_Passage provided:_
** BEGIN **

But it’s not simply that the new Type R has lots of power – it’s the way it delivers it. The variable valve tech that Honda’s so famous for is extremely clever, but it meant the old car had to be revved very hard to access the bulk of the car’s torque. By carefully blending the turbo’s power with the VTEC Honda has managed to create an amazingly smooth delivery. There’s almost no discernible lag from the turbo and no need to thrash it to access the VTEC – it’s just got loads of power, all of the time.
Essentially, you put your foot down and the thing goes like stink. You’ll see 62mph pop up just 5.7 seconds after planting your foot on the accelerator. And if you’re silly enough to keep the pedal pushed down you’ll hit a terrifying top speed of 167mph.
Push da button
To experience the car at it’s sportiest you’re going to want to press the +R button – which will soon be known as the “fun button” to Type R drivers. This stiffens the suspension, improves the responsiveness, adjusts the electronic assistance and reduces the effect of the power steering. It makes the car throb with every touch of the accelerator, allows you to throw it even more enthusiastically into corners and provides real feedback through the chassis and wheel. Oh, and it turns all the dashboard highlights red and gives you a new set of available readouts such as turbo pressure and engine temperatures. There’s even a screen for lap and launch timing, should you be into that sort of thing.

** END **

_Supplied data:_
** BEGIN **

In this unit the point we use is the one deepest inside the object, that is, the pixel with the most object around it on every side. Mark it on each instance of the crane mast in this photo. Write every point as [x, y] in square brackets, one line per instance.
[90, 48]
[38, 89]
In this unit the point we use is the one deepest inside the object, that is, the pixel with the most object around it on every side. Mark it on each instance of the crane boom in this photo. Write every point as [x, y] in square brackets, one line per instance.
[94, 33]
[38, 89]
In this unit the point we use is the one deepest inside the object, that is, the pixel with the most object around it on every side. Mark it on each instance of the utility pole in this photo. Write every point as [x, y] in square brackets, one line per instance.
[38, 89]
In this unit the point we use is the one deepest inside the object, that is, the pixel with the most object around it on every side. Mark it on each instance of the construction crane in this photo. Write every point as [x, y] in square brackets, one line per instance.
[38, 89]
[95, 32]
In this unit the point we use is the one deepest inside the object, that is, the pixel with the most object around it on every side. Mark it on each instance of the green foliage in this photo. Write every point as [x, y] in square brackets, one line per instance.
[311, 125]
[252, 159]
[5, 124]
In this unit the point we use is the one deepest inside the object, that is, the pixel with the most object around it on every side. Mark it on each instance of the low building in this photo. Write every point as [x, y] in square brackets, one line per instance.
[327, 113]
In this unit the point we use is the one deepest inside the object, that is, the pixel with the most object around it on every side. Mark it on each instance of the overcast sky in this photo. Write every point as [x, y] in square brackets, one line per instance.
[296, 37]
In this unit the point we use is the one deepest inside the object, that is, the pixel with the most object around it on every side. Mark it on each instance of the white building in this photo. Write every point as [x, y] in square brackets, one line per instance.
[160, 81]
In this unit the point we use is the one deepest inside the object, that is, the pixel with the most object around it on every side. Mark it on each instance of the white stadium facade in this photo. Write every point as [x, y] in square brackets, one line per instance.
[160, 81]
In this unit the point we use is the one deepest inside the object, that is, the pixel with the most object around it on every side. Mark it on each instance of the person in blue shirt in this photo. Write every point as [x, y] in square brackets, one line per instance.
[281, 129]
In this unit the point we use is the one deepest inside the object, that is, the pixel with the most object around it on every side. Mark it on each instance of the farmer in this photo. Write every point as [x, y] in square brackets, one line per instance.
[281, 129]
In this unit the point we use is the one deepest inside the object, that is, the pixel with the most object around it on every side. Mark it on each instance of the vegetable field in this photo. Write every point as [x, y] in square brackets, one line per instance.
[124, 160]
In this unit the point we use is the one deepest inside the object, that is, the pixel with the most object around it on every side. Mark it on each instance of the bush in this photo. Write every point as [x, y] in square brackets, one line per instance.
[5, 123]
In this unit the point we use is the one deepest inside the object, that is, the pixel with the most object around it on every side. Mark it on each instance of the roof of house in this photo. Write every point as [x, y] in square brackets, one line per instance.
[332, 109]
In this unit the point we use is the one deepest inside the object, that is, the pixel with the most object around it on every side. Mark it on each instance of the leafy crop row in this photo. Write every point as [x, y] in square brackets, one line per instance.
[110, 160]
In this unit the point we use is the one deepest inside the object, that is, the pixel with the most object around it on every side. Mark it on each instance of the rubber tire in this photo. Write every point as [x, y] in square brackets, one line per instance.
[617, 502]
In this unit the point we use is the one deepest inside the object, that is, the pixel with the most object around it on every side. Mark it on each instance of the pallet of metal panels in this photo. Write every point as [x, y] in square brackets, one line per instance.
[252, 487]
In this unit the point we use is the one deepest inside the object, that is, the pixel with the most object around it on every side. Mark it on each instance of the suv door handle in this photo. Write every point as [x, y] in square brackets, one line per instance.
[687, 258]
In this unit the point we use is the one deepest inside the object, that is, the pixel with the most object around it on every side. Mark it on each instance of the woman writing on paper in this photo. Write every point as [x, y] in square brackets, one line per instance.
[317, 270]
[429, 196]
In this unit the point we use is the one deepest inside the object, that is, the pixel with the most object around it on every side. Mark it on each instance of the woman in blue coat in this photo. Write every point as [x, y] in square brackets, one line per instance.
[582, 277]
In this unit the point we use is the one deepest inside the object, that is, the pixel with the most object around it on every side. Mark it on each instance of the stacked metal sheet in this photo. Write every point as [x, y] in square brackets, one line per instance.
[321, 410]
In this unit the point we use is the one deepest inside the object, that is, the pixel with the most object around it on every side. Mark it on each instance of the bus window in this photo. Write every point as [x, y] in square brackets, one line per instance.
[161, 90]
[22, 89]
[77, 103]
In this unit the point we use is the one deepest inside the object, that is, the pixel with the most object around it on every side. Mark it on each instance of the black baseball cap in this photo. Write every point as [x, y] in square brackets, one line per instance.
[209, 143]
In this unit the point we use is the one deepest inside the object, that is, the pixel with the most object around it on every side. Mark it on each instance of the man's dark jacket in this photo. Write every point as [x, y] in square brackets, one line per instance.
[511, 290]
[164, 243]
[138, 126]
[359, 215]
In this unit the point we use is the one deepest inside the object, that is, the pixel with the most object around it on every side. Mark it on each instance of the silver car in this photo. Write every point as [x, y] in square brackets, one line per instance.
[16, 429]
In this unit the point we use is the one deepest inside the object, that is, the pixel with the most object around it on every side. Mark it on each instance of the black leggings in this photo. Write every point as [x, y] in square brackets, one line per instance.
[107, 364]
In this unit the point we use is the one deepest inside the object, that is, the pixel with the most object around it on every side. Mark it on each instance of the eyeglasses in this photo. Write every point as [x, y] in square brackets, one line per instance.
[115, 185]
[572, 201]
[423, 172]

** END **

_What you will do:_
1) According to the passage on the Honda Type R, how many seconds does the car take to reach 62mph?
2) Proceed with the passage on the Honda Type R, starting after its final sentence.

_The results:_
1) 5.7 seconds.

2)
If you’re ever lucky enough to take one of these onto a track you’ll discover a car that’s exceptionally racey, but also manageable and fairly forgiving. Steering is weighty but precise, with none of the twitchiness you can find with other race-tuned cars, and you get lots of feedback and just the right amount of assistance – you know features such as the limited slip differential and adaptive dampers are helping you pull out of that corner like a cheetah chasing a doomed gazelle, but it still feels as if it’s all you.
Of course these characteristics also allow you to safely access the car’s raciness on the road, which I did – legally, of course – on a test route just outside Bratislava. The lovely short-shift gears (the Type R is only available as a six-speed manual) makes even a short and simple drive engaging, and the hiss from the turbo as you shift is both gleefully boy racerish and subtle enough to not be anti-social or annoying.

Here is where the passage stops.